Records for this task
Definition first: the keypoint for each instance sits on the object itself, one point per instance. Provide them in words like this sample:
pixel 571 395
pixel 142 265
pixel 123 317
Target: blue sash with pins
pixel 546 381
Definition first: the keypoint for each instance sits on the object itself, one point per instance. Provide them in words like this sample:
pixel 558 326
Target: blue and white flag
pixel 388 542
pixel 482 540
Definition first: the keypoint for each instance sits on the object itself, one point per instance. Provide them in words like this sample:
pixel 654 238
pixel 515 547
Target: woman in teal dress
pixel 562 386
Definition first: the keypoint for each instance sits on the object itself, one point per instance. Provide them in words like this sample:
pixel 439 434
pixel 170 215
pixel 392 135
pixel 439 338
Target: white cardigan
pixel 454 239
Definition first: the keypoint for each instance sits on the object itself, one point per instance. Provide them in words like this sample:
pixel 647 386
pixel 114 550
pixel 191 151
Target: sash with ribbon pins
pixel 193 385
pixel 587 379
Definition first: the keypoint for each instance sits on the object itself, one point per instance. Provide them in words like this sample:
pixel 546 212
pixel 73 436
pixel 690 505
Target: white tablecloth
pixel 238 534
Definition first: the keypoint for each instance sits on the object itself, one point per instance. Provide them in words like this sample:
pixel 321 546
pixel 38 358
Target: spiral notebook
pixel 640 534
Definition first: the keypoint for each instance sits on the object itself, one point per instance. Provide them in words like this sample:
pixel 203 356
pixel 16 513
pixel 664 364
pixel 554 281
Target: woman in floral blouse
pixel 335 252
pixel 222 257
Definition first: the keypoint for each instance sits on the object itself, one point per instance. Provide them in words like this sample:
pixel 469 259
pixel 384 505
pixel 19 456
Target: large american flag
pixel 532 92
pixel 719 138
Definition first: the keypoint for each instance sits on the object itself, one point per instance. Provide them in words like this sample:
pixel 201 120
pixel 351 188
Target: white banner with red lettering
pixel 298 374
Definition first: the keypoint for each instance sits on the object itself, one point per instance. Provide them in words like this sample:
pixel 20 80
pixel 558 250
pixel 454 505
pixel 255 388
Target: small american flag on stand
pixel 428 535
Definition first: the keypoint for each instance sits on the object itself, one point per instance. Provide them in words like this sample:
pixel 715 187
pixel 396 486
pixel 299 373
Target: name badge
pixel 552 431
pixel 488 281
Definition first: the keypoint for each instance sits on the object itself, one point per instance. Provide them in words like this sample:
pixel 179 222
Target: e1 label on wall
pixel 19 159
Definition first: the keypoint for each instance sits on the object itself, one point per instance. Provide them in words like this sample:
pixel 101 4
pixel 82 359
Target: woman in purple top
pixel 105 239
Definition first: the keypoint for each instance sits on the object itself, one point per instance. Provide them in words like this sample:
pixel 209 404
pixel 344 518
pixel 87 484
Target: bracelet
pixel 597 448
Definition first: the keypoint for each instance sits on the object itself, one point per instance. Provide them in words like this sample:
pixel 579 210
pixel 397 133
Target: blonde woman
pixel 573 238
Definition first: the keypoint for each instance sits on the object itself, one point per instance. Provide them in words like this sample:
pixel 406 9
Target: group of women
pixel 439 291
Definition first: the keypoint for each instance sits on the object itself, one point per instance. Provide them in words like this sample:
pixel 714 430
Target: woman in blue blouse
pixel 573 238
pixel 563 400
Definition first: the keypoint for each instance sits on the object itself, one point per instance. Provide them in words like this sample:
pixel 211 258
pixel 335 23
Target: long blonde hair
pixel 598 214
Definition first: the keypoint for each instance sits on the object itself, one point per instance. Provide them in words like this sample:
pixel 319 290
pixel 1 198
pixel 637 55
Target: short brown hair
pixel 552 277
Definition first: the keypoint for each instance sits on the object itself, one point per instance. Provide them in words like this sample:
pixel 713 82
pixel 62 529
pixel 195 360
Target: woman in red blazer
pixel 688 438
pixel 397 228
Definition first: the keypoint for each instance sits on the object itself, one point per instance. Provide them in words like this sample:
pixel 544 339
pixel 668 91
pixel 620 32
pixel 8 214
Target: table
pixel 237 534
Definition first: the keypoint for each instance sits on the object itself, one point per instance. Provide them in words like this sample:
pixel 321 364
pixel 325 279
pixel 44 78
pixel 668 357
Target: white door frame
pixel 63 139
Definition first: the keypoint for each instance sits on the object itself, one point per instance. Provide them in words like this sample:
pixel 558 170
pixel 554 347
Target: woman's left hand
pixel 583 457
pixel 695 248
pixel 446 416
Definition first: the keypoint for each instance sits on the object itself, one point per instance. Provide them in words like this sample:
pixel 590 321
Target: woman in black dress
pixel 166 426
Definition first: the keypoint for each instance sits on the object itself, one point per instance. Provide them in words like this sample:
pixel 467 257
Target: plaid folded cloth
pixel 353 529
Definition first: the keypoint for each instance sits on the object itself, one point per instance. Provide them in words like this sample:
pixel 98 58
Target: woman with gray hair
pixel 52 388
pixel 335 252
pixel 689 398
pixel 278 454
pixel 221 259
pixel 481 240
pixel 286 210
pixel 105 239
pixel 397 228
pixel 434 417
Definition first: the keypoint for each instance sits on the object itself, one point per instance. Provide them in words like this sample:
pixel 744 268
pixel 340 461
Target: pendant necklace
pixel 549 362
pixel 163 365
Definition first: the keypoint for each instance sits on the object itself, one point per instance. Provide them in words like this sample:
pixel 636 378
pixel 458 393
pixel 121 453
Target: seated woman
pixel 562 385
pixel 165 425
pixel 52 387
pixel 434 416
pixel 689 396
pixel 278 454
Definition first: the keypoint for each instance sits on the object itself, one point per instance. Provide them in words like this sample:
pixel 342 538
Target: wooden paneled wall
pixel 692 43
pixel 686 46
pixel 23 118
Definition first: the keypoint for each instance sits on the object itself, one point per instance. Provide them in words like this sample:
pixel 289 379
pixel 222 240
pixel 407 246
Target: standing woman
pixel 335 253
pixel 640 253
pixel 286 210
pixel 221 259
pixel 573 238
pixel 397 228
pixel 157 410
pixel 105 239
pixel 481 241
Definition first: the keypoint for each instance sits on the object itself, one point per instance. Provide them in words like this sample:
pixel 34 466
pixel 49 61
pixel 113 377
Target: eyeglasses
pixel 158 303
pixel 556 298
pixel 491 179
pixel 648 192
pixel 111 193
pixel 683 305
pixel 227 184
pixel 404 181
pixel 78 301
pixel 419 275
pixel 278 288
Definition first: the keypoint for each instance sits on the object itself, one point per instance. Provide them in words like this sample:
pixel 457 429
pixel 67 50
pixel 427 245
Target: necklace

Work item
Reproduce exactly the entries above, limited to the lines from the one with "pixel 325 279" through the one with "pixel 554 347", both included.

Answer box
pixel 325 279
pixel 44 78
pixel 668 357
Target: white door frame
pixel 63 139
Definition first: the keypoint for each instance sits on the object itself, one point per instance. Provide them in words like this sample:
pixel 558 170
pixel 554 347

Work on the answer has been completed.